- DIRECTIONS
Any images in the records should be skipped; transcribe the rest exactly.

- RECORDS FOR THIS EXERCISE
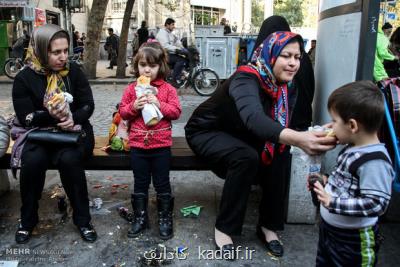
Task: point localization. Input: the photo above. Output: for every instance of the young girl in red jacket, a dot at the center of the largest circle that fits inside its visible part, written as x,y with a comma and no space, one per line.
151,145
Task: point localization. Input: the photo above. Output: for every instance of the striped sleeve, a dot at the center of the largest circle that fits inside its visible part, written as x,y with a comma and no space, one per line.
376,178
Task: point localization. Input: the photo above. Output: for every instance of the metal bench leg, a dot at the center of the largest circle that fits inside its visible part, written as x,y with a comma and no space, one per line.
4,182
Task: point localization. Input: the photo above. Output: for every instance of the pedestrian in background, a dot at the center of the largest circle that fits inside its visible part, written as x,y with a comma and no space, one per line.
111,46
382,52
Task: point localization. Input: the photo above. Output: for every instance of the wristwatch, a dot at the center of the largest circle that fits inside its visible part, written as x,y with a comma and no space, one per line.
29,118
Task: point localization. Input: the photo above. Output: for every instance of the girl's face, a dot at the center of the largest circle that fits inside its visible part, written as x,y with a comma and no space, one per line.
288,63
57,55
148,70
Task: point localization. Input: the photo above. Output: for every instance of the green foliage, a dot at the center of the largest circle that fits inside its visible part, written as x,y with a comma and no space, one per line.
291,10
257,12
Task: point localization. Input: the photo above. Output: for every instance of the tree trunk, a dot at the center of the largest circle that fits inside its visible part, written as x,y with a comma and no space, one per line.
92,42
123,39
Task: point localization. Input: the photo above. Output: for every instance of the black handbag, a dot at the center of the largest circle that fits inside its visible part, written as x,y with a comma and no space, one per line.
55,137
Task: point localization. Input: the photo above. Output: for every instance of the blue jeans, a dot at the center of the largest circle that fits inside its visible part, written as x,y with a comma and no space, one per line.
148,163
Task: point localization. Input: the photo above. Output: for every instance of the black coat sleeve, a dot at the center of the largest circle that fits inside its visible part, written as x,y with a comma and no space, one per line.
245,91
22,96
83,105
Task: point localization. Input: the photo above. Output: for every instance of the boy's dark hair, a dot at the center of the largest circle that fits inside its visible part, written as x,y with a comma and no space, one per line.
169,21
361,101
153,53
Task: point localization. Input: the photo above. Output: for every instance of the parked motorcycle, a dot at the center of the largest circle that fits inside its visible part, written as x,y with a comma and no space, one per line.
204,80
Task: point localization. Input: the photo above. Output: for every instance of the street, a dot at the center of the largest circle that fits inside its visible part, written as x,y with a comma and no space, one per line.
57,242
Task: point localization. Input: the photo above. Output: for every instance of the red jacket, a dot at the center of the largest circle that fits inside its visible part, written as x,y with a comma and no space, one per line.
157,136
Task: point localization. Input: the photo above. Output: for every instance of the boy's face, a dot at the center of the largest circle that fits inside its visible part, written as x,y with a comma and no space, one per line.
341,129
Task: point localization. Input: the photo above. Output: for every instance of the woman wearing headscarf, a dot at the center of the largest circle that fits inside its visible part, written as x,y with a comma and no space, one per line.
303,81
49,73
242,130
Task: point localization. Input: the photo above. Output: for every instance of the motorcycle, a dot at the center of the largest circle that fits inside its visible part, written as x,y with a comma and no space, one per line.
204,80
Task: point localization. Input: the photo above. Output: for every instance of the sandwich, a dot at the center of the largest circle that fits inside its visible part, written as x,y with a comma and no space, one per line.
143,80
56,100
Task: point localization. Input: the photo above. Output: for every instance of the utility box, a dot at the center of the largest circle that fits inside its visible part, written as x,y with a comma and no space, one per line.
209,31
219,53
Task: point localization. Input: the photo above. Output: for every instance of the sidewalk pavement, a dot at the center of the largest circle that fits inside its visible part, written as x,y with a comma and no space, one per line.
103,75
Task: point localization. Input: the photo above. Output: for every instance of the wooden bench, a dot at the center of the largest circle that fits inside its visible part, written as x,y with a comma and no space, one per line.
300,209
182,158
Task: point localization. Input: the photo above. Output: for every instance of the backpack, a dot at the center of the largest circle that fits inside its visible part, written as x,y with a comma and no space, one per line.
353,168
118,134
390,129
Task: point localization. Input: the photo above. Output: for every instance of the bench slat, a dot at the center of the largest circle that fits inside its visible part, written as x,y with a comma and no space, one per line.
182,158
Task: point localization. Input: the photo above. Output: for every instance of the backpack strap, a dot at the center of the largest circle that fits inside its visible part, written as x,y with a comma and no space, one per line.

- EXERCISE OUTPUT
Task: point localization. Input: the photo above. Output: for every instance of the young girl in red jacket, a dot at the center of the largest circle that fits inside its visible part, written as x,y with a comma and no space, one per line.
151,145
Task: point localization. Input: the photo above. Output: for every instance of the striped sleeve, a dot at the center of the largest circle that fits inside its visible part, written as x,y with a comma and no space, one per line.
376,178
Task: point localization. Input: the photo above. Output: for every instance of the metal bench leg, a dot at the center of the largest circle that fits inside its visible part, written as x,y with a comma and no space, one per line.
4,182
Task: point localization. Input: the photo above. Output: for every instance of the pedestrian in background, a dot at the center of the largest circle that fits inside its visible part, written as x,y with a comma and no space, one per line.
111,46
382,52
Task: point localization. Input: the photo above. Output: for every instance of the wristwatch, a dot at the center of the largest circle that fits inside its visible part, written as x,y with a comma and no space, one per line.
29,118
Task: point localization. Input: the photo above. Output: for every instance of the girl's face, a dot at the center of the largest circle that fits inside its visible part, written as x,y with a comma and no space, one per line.
288,63
57,55
148,70
Task: point localization. Input: the photo above. Output: for every instance of the green foliage, a dot at the center of the largest circle that fits inside its visible part, written as x,y with a comma and no space, one per line.
291,10
257,12
Task: point localization. Input: the photo above. Output: for every instance of the tree trunk, a dot at the center of the largest circle that fits inside its visible part, written as x,y with a comma and no space, one per line.
92,42
123,39
Task: point localization. Input: the photo above. Output: for every instance of the black handbag, a dot at the center of the largest circle that fits inside its visible part, written as x,y with a comma and no space, one per line.
55,137
Task: point localization. Input: the photo above. Output: for every instance of the blue jeans, a dot at the center of the largest circle that fits inside its visible part, written as x,y with a comma and no space, one per line.
148,163
Task: point localization. Input: the photo above. Output: for every instance of the black coat sleeve, a dot at the center of the largest circle that fits inside its visible part, written as x,y with a comma and no space, one per line.
245,91
22,96
83,105
Task: point localization. Input: the photo above. Output: for every instance of the boy's dark hair, a dot at the center of the largest circle that fits inside its visible part, written as x,y with a comma and no space, one per line.
169,21
361,101
153,53
Task: point localization. Input: the photo above. Output: for every instance of the parked motorcycle, a dot at the center of the largest circle that fits inside its visible part, written as x,y with a comma and no space, one per line.
204,80
Task: point localization. Input: the photo above. Output: for every instance of the street, a dot at the center of the largest circle that fits inside its visible part, written as x,y with a comma and no space, one per line.
57,242
Task: point localization. Input: the photo above. Output: for every instance of the red jacket, a dot at the center of the largest circle that fits inside its visible part, written as x,y with a comma and no space, one per line.
157,136
Task: point localization. Input: the photo above. Output: for every instance of the boy's face, a dot at the center of the largest circle that fits inside its visible part, written as x,y with a comma and no space, one per line.
341,129
Task: point localization. Input: the photo above. Output: for every instance of the woman wearing headscarf, a dot at the center of the largest circle that fits inside its visible part, written as x,y with a comma and no space, one per line.
303,81
49,73
242,130
Task: point localization. Input: the photo above. Output: for every instance of the motorcycle, a dot at the center of the largest circle that fits inside its visible part, written as x,y with a comma and no space, one per line.
204,80
Task: point localization. Input: the photo above. Output: for every instance of the sandwich, a dot at the center of the largest circle that fits inside its visible part, written as x,y with a comma and no space, one per line.
143,80
56,100
Task: point localization. Input: the photo above. Output: for every instance of the utility box, a dot at the center of the largest circle that fits inside its visible part, written as x,y with a comma and no space, one per line.
209,31
219,53
Task: point localization. Input: the photo above. Output: for every instance of the sidewalk pavement, a dot at the center of the largest circle that fits inside its visible part, written as x,y with a comma and no space, one per line.
103,75
Task: point localization. Input: the photo above. Output: for every instance of the wooden bench, a dot at the center of the largest circle that fits inside its visible part, written as x,y with a comma and no space, one per line.
300,209
182,158
Task: point localization. Input: the photo above. Output: for every instance of the backpack, a dot at the center of the largest circle that fits inside its visible part, written as x,y with a comma and no space, one per line.
353,168
118,134
390,129
Task: point localization. Input: the photo above. Output: for every instance of the bench slat, a dot at the center of the largest circle that fits inside its visible part, written as x,y with a comma and no space, one per line.
182,158
Task: point localization. Input: the photo above. Output: for every instance of the backpack strap, a dot at the center of the largest circle that fits inside its visible part, written as x,y with a comma and no space, one per line.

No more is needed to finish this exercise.